Extract every line of the records below that contains the word "black", and note that case counts.
'''
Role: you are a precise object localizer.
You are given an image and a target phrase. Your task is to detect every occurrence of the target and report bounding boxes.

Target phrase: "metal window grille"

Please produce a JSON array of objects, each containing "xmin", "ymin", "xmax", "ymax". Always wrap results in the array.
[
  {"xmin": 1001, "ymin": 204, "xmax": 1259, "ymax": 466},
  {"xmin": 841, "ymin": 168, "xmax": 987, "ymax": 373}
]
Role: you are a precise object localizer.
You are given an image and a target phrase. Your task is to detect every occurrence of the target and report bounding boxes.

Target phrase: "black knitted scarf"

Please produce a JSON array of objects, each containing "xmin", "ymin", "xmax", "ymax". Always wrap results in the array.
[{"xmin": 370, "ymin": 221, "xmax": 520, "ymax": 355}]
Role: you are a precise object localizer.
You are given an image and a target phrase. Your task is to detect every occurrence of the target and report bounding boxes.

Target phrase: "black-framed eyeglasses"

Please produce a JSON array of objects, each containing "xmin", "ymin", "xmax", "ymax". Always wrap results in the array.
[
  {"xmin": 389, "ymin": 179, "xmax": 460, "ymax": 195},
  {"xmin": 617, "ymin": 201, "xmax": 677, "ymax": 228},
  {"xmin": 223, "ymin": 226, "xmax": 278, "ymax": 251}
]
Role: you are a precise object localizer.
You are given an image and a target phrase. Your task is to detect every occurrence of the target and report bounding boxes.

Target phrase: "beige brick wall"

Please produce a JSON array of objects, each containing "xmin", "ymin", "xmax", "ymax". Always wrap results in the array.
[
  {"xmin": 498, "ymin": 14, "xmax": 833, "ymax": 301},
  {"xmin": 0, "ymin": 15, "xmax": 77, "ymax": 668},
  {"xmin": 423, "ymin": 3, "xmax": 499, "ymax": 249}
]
'''
(EXPECTED ANSWER)
Target phrase: "black knitted scarf"
Target phrase: "black-framed eyeglasses"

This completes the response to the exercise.